## Stated exercise
Copy the stretch of records from the line containing "compact form (375,76)." through the end of the records, substituting "snow boot" for "ski boot" and leaving everything else unchanged.

## Input for this task
○ ○ ○ ○
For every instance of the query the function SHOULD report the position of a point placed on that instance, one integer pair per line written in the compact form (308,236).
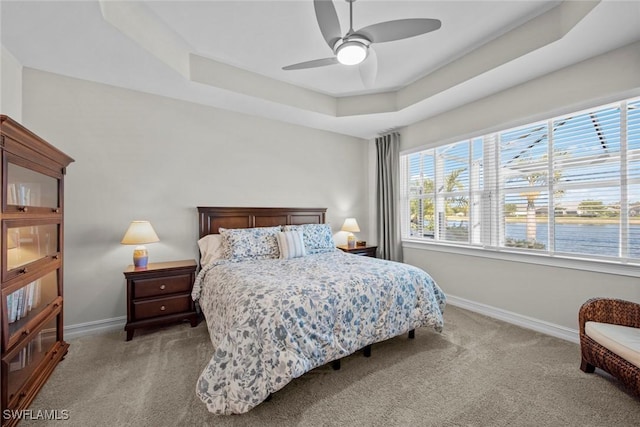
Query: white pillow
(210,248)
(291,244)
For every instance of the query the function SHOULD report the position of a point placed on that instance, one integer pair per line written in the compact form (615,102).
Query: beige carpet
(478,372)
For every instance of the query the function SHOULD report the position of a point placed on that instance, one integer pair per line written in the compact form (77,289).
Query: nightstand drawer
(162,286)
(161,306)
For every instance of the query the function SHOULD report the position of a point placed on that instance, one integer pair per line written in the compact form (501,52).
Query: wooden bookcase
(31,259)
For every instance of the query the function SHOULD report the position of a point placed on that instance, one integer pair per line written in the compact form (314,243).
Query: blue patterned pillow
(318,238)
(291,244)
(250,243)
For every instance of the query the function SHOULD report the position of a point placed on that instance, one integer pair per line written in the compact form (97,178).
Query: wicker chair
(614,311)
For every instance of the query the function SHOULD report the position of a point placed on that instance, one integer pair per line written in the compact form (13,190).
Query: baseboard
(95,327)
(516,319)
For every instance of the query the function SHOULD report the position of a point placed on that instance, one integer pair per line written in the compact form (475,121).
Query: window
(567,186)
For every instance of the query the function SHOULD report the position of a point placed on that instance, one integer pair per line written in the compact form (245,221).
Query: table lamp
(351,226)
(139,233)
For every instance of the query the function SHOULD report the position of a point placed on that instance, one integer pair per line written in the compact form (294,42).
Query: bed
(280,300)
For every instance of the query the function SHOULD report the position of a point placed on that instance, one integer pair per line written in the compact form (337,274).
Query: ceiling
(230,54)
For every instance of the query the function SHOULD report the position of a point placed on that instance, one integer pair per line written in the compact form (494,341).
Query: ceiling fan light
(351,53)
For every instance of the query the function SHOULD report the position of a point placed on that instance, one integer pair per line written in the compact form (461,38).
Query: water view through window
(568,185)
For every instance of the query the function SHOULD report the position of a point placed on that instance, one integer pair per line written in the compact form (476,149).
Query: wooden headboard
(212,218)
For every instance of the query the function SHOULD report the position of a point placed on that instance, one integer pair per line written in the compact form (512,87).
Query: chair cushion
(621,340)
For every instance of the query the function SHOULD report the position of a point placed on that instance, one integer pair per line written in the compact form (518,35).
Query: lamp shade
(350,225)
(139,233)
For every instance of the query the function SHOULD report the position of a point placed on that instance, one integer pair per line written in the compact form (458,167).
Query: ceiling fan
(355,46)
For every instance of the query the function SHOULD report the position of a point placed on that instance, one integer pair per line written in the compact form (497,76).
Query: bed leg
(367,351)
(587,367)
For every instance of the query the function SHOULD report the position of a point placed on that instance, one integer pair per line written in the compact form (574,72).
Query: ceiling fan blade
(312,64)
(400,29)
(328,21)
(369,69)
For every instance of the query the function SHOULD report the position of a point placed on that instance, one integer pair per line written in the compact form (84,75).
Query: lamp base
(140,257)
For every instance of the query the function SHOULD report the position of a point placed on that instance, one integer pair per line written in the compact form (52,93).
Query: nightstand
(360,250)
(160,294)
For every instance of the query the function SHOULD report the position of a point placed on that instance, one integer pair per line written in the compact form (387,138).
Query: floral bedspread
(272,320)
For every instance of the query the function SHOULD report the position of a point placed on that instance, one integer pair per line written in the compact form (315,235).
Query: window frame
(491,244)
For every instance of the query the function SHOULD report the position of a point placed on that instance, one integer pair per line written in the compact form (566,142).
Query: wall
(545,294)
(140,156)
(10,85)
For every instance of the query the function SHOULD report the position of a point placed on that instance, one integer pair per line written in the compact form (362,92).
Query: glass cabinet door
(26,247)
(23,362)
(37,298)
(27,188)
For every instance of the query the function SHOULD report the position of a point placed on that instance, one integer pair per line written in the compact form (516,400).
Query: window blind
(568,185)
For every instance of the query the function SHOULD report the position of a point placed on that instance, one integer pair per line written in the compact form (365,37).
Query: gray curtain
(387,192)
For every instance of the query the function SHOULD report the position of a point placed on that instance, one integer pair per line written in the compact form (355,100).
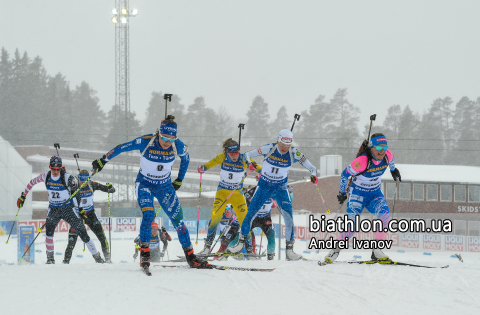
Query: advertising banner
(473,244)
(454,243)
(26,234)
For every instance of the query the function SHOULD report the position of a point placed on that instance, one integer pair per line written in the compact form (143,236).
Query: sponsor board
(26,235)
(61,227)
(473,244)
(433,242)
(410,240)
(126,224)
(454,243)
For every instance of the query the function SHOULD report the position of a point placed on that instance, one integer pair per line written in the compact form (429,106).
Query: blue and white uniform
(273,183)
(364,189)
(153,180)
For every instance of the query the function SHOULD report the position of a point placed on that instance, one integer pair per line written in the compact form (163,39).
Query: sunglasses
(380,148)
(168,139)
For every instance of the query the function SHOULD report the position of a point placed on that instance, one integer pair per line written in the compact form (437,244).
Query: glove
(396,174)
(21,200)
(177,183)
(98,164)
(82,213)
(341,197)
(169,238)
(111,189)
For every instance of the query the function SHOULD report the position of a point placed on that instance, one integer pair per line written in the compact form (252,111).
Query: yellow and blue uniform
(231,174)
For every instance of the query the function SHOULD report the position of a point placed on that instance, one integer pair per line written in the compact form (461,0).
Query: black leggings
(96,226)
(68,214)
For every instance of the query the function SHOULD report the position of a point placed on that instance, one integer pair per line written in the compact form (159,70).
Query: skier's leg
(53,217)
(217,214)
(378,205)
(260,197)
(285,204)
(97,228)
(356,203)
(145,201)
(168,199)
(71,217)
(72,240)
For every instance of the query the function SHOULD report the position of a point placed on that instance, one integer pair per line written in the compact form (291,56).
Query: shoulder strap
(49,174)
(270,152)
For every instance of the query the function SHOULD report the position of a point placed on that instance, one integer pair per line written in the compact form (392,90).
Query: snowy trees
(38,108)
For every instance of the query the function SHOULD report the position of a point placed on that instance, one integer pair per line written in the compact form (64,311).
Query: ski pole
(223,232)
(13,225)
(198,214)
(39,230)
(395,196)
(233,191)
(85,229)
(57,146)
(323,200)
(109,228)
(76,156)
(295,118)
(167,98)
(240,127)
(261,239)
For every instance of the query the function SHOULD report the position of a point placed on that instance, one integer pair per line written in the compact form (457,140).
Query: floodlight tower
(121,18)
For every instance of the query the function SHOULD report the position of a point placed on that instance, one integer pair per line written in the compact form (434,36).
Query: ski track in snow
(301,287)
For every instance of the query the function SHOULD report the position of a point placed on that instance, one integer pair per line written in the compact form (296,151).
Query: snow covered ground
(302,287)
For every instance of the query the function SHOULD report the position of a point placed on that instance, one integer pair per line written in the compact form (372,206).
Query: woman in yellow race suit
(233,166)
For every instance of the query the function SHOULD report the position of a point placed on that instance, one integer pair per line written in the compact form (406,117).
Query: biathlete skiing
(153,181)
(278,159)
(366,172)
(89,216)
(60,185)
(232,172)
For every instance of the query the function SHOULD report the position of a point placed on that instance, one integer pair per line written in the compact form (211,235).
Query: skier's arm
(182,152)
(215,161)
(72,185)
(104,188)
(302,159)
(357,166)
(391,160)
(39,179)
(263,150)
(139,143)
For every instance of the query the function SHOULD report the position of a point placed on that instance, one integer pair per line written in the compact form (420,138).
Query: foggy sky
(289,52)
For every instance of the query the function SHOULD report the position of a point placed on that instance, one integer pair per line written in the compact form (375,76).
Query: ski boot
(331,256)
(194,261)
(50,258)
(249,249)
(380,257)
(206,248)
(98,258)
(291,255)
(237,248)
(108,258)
○ ○ ○ ○
## Answer for the task
For every instance of the query the function SHOULD report the position of a point placed on that instance, one integer pair per line written in the compact form (375,76).
Query: snow boot
(331,256)
(194,261)
(50,258)
(249,249)
(380,257)
(206,248)
(98,258)
(291,255)
(237,248)
(108,258)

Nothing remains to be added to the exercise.